Aim of the task: Could you return every line of the material below exactly as it appears, without changing anything?

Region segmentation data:

+ + + + +

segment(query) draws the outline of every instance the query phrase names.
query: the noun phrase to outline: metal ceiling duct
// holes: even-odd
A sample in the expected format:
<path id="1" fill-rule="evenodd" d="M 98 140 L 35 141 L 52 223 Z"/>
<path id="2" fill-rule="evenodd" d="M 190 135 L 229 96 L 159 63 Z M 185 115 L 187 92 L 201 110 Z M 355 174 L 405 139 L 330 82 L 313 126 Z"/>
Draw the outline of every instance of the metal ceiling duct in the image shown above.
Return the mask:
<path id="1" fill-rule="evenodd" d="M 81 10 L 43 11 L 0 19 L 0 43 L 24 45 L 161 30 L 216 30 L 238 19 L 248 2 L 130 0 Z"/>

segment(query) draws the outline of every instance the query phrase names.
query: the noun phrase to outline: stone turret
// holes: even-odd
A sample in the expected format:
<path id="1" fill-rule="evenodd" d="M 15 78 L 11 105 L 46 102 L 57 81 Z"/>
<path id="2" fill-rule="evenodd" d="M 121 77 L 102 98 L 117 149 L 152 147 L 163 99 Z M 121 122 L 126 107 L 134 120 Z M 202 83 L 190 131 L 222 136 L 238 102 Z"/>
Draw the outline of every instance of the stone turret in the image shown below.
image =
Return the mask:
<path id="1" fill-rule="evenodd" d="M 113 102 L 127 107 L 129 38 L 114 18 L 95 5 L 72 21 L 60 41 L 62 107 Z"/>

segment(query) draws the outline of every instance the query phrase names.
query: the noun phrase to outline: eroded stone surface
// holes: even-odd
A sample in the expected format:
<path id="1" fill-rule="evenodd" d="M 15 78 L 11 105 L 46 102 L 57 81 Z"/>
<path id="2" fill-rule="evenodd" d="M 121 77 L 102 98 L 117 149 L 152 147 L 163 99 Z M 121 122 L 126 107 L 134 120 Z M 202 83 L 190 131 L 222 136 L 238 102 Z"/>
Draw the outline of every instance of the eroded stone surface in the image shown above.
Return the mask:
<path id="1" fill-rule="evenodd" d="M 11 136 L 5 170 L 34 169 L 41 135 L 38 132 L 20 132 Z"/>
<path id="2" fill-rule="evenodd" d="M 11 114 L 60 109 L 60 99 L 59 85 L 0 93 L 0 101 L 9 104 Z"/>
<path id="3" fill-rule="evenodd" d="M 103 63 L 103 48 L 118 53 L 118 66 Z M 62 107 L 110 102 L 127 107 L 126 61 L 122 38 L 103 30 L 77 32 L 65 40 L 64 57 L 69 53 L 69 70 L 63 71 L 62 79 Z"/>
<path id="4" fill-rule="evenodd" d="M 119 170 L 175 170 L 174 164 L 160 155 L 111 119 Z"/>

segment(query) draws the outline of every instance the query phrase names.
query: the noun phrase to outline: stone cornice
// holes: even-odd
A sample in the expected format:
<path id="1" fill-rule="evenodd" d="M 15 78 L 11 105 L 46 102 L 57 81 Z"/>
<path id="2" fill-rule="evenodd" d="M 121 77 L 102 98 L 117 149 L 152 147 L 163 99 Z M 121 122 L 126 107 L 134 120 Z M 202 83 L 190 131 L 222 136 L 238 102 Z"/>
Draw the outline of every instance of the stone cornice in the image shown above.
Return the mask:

+ + + + +

Full answer:
segment(query) draws the outline of every instance the query phrase names.
query: the noun phrase to outline: metal ceiling duct
// holes: even-odd
A sample in the expected format:
<path id="1" fill-rule="evenodd" d="M 98 140 L 35 141 L 52 223 Z"/>
<path id="2" fill-rule="evenodd" d="M 190 135 L 229 96 L 159 63 Z M 185 115 L 187 92 L 201 110 Z M 355 174 L 405 139 L 330 82 L 313 126 Z"/>
Draw the outline of every instance of the metal ceiling duct in the image shown above.
Return the mask:
<path id="1" fill-rule="evenodd" d="M 81 10 L 43 11 L 0 19 L 0 43 L 24 45 L 161 30 L 216 30 L 238 19 L 248 2 L 130 0 Z"/>

segment(query) draws the outline of every instance the query phrase names.
query: the noun phrase to outline: stone turret
// holes: even-odd
A sample in the expected format:
<path id="1" fill-rule="evenodd" d="M 15 78 L 11 105 L 46 102 L 57 81 Z"/>
<path id="2" fill-rule="evenodd" d="M 121 77 L 102 98 L 117 149 L 152 147 L 163 99 Z M 121 122 L 126 107 L 134 120 Z M 202 83 L 190 131 L 222 136 L 238 102 Z"/>
Draw the outline of every instance of the stone turret in the image shown below.
image =
Return the mask:
<path id="1" fill-rule="evenodd" d="M 113 102 L 127 107 L 129 38 L 114 18 L 95 5 L 72 21 L 60 41 L 62 107 Z"/>

segment(query) draws the outline of every instance the query phrase names.
query: the noun phrase to outline: eroded stone surface
// holes: even-odd
A sample in the expected format:
<path id="1" fill-rule="evenodd" d="M 15 78 L 11 105 L 46 102 L 57 81 Z"/>
<path id="2" fill-rule="evenodd" d="M 121 77 L 102 98 L 117 149 L 152 147 L 163 99 Z M 121 122 L 126 107 L 134 120 Z M 202 83 L 190 131 L 222 136 L 238 102 Z"/>
Draw the outline of every instance of the eroded stone surface in the image shown above.
Return the mask:
<path id="1" fill-rule="evenodd" d="M 11 136 L 5 170 L 34 169 L 41 135 L 38 132 L 20 132 Z"/>
<path id="2" fill-rule="evenodd" d="M 11 114 L 60 109 L 60 99 L 59 85 L 0 93 L 0 101 L 9 104 Z"/>
<path id="3" fill-rule="evenodd" d="M 103 63 L 103 48 L 118 53 L 118 66 Z M 62 107 L 110 102 L 127 107 L 126 61 L 122 38 L 103 30 L 77 32 L 65 40 L 64 57 L 69 53 L 69 70 L 63 71 L 62 79 Z"/>
<path id="4" fill-rule="evenodd" d="M 119 170 L 175 170 L 174 164 L 160 155 L 111 119 Z"/>

segment(query) draws the outline of every instance the query phrase names.
query: the noun phrase to outline: stone cornice
// holes: even-odd
A sample in the expected format:
<path id="1" fill-rule="evenodd" d="M 15 78 L 11 105 L 46 102 L 57 81 Z"/>
<path id="2" fill-rule="evenodd" d="M 121 77 L 102 98 L 117 149 L 152 147 L 163 99 Z M 121 122 L 126 107 L 134 120 Z M 202 83 L 190 131 L 222 136 L 238 102 Z"/>
Draw the outline of every instance of the stone cornice in the image shown above.
Return the mask:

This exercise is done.